* Goal: Please turn the lines below, from the one containing "Every instance of the windshield" through the last line, inclusive, into a numbered list. Leave out any blank lines.

* Listing:
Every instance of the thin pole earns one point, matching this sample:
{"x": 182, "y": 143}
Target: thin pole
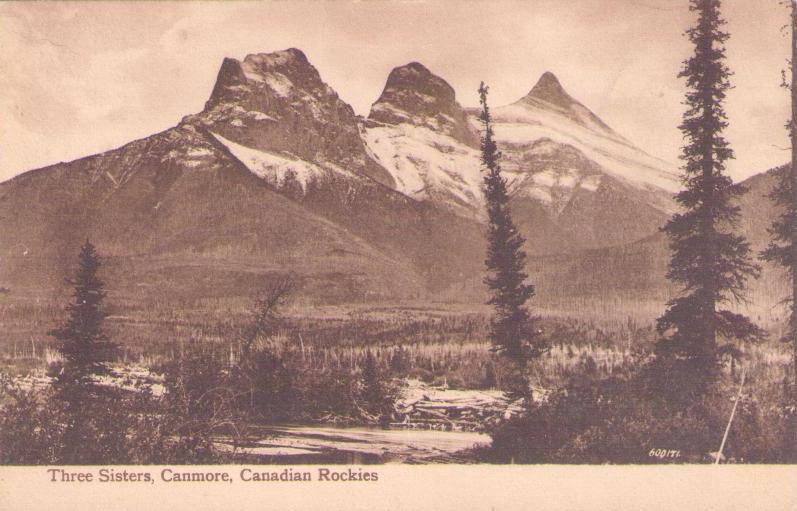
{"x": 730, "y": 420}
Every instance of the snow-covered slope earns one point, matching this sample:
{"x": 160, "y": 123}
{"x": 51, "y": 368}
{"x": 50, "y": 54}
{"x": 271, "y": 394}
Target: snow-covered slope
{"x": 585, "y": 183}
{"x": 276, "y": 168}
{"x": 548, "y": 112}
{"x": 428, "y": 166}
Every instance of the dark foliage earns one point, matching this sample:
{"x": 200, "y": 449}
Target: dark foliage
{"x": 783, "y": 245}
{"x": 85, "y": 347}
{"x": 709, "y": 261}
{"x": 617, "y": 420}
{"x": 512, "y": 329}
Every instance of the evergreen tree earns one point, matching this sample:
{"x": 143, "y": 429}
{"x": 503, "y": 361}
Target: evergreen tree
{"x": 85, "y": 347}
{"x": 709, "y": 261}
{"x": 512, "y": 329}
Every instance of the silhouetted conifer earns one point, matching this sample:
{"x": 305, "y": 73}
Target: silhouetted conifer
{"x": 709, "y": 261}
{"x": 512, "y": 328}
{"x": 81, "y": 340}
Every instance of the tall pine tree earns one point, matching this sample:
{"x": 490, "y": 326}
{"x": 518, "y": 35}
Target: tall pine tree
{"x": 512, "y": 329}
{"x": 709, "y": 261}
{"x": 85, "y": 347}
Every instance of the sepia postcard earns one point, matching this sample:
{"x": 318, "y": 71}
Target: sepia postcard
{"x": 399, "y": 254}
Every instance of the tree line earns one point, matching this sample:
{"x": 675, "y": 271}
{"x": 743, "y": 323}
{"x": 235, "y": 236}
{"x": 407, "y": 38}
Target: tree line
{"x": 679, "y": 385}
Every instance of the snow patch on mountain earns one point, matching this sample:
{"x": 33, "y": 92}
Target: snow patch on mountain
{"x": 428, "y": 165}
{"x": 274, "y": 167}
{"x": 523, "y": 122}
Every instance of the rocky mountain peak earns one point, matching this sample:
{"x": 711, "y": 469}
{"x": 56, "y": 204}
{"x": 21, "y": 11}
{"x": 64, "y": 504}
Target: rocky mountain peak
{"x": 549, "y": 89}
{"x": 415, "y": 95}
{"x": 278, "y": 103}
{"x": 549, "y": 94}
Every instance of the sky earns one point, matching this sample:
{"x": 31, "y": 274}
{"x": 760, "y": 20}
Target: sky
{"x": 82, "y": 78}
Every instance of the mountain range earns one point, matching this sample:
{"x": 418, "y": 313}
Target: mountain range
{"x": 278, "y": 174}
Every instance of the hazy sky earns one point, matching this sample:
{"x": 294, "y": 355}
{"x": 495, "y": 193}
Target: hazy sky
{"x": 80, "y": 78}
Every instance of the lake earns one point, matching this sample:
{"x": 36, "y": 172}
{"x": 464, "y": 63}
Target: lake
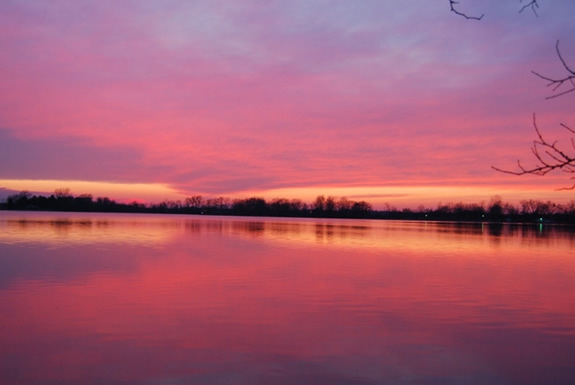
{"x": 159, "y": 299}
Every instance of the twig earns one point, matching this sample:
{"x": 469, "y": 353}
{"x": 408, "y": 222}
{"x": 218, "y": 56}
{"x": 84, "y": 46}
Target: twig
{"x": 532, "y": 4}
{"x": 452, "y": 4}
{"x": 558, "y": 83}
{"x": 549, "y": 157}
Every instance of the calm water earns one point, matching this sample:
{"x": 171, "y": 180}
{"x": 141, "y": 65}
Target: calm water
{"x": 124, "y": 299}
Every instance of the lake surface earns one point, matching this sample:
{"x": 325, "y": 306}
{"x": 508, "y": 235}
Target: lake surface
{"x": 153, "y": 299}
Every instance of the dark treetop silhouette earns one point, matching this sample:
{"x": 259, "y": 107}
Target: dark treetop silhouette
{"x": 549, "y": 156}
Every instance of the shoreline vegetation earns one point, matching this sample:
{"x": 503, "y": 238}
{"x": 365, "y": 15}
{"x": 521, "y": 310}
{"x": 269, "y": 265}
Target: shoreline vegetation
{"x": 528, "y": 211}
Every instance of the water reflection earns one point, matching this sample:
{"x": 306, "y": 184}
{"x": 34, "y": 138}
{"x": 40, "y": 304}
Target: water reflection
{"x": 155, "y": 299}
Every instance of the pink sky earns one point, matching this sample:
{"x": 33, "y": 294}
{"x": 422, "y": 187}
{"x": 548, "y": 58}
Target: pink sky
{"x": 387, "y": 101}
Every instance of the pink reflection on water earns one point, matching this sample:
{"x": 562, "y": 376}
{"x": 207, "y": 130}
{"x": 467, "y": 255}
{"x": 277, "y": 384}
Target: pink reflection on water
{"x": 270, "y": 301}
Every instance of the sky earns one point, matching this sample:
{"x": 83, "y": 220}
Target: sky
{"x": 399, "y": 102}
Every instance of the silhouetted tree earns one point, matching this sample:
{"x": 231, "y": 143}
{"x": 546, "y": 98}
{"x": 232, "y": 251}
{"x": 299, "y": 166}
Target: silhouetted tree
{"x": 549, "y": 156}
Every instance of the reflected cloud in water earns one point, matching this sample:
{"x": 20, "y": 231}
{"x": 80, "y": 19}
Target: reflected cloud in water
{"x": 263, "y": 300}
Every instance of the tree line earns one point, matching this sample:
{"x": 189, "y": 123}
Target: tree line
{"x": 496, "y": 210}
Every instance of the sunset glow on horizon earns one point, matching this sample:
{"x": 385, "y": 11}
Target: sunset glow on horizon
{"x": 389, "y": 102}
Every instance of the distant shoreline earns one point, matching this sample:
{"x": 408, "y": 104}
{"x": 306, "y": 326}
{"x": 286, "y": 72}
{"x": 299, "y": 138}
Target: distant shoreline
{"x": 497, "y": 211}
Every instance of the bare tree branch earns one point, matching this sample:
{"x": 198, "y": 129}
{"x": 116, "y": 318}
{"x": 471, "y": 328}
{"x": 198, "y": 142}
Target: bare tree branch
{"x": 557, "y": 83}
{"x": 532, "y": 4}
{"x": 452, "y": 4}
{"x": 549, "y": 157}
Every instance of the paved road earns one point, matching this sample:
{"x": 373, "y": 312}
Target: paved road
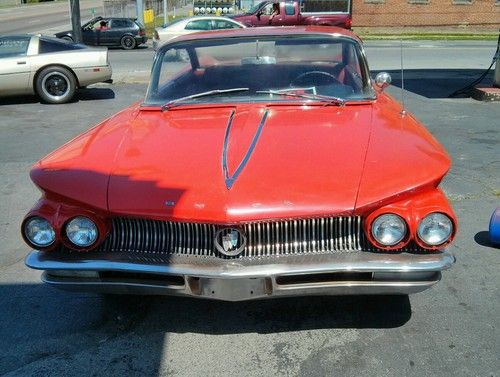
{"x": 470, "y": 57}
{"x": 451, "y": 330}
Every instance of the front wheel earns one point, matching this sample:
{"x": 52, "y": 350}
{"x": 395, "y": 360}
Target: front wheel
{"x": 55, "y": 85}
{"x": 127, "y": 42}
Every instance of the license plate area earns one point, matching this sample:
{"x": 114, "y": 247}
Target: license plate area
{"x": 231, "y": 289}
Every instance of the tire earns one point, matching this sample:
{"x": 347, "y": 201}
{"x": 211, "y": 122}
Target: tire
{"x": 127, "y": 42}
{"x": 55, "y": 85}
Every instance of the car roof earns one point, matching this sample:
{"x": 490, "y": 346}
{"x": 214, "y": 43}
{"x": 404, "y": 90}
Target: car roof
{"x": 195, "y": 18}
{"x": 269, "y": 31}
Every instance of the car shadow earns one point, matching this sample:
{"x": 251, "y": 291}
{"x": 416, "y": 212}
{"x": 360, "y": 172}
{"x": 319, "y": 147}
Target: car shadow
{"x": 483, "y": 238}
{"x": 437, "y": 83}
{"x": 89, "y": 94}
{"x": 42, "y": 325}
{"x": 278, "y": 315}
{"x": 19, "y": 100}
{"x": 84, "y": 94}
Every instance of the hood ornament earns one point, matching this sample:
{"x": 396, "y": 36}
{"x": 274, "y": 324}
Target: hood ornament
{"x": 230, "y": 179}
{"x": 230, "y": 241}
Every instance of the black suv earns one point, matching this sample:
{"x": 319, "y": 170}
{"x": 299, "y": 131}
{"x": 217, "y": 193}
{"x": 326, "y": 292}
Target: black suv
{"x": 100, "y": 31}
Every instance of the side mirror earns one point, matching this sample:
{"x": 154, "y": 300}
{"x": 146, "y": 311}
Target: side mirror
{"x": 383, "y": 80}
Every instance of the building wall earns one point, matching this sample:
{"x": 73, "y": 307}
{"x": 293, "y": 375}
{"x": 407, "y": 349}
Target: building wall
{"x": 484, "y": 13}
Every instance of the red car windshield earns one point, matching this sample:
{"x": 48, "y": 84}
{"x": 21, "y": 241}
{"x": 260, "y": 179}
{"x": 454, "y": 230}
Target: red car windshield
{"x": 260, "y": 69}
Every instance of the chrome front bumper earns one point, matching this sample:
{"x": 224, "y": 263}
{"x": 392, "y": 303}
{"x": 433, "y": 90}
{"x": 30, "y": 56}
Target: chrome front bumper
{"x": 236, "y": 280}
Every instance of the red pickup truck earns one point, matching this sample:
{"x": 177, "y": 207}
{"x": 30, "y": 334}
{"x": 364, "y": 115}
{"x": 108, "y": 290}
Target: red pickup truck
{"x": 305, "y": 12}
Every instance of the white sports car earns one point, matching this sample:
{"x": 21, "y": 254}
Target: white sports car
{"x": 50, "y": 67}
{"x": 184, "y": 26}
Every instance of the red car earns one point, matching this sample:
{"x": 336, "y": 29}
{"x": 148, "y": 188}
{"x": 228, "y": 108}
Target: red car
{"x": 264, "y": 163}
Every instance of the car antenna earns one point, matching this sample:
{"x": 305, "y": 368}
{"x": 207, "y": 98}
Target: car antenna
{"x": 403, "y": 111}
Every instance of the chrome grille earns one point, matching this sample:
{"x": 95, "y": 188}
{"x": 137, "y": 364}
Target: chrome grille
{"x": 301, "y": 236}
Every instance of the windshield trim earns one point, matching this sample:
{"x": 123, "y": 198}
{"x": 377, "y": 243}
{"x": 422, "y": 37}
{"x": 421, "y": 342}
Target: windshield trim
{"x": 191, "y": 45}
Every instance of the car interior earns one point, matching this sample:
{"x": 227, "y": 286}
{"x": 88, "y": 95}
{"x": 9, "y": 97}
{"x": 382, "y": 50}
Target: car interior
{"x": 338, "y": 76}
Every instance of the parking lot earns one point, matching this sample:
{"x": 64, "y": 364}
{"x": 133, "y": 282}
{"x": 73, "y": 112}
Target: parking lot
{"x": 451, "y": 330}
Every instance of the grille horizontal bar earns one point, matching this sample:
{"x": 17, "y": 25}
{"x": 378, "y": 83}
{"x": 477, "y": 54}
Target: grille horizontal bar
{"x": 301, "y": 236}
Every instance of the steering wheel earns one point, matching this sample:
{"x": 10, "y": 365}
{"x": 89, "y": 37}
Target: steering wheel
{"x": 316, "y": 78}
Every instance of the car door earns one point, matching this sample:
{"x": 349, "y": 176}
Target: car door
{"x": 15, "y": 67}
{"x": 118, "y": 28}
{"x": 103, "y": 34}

* The result:
1. Every instance of the windshield trim earns one point, matching this sample:
2. {"x": 123, "y": 198}
3. {"x": 377, "y": 243}
4. {"x": 422, "y": 37}
5. {"x": 421, "y": 342}
6. Target: windshield trim
7. {"x": 191, "y": 45}
8. Every instance of the car interior earns one point, matching this sample:
9. {"x": 227, "y": 286}
10. {"x": 88, "y": 95}
11. {"x": 9, "y": 97}
12. {"x": 382, "y": 50}
13. Target: car interior
14. {"x": 338, "y": 76}
15. Every instance of the parking lot earns one point, matching this sample:
16. {"x": 64, "y": 364}
17. {"x": 133, "y": 282}
18. {"x": 73, "y": 112}
19. Target: parking lot
20. {"x": 451, "y": 330}
21. Every instance of the grille horizontal bar earns one point, matching this sample:
22. {"x": 17, "y": 25}
23. {"x": 378, "y": 83}
24. {"x": 477, "y": 54}
25. Target: grille horizontal bar
26. {"x": 301, "y": 236}
27. Every instance of the steering wheel earns one point, matching this sample:
28. {"x": 10, "y": 365}
29. {"x": 89, "y": 37}
30. Target: steering wheel
31. {"x": 316, "y": 78}
32. Every instance of the car door earns one point, matching this sample:
33. {"x": 349, "y": 176}
34. Target: car door
35. {"x": 15, "y": 67}
36. {"x": 118, "y": 28}
37. {"x": 103, "y": 34}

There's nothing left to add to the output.